• [Passage provided]
What is the Spiritual Significance of Fasting?
- Tanner Hawkins
- Mar 8, 2024
- 4 min read
A Sister wrote in with a great question regarding fasting. Our response was very short and by no means comprehensive, but as she found these comments helpful, we will share them with everyone else in the hopes that the benefit may be extended.
The Question
Question: I’m trying to understand the spiritual significance of fasting. Not the health benefits but what I would be doing as to God. And help would be appreciated. Sis Ruth Cintron
Our Response
Dear Sis. ________,
Great question! I myself have wondered what the exact purpose of it is, and your question has forced me to finally look into it. So thank you! My time is short, but I’ll share my thoughts, findings, and personal experience.

• [Data records]
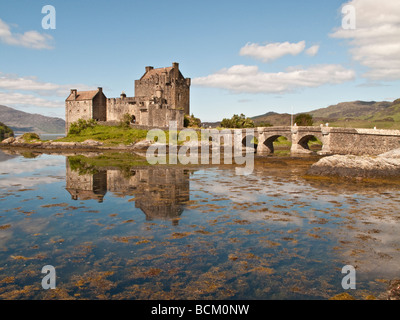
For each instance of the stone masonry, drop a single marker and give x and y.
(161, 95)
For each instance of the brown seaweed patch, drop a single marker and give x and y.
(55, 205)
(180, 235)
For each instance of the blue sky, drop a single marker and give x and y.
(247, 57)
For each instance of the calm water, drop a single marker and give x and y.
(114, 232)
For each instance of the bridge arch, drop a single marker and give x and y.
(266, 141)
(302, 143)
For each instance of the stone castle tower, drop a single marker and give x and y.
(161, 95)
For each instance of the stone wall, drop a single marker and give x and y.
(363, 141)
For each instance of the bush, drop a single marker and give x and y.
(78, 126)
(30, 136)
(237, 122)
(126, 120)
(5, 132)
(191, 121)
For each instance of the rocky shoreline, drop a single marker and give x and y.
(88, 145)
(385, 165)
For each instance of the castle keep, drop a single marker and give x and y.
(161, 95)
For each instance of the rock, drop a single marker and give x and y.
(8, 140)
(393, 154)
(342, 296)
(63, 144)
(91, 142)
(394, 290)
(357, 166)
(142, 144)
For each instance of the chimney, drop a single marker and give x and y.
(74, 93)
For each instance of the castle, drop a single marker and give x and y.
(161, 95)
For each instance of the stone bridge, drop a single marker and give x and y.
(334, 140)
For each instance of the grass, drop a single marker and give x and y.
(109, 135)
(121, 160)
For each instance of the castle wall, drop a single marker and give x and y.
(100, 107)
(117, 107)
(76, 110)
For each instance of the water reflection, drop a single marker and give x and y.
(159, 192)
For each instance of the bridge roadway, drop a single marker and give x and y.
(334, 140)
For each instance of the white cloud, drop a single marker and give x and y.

• [Work request A] Please write out the passage from the fasting article that begins at the words "- Tanner Hawkins" and stops after the words "and personal experience.".
• [Work request B]
Answer these questions using the fasting article:
(i) On what date was it posted?
(ii) What reading time does it list?
(iii) Which benefits of fasting does the question say it is not asking about?

• [Written answer A]
- Tanner Hawkins
- Mar 8, 2024
- 4 min read
A Sister wrote in with a great question regarding fasting. Our response was very short and by no means comprehensive, but as she found these comments helpful, we will share them with everyone else in the hopes that the benefit may be extended.
The Question
Question: I’m trying to understand the spiritual significance of fasting. Not the health benefits but what I would be doing as to God. And help would be appreciated. Sis Ruth Cintron
Our Response
Dear Sis. ________,
Great question! I myself have wondered what the exact purpose of it is, and your question has forced me to finally look into it. So thank you! My time is short, but I’ll share my thoughts, findings, and personal experience.

• [Written answer B]
(i) Mar 8, 2024
(ii) 4 min
(iii) The health benefits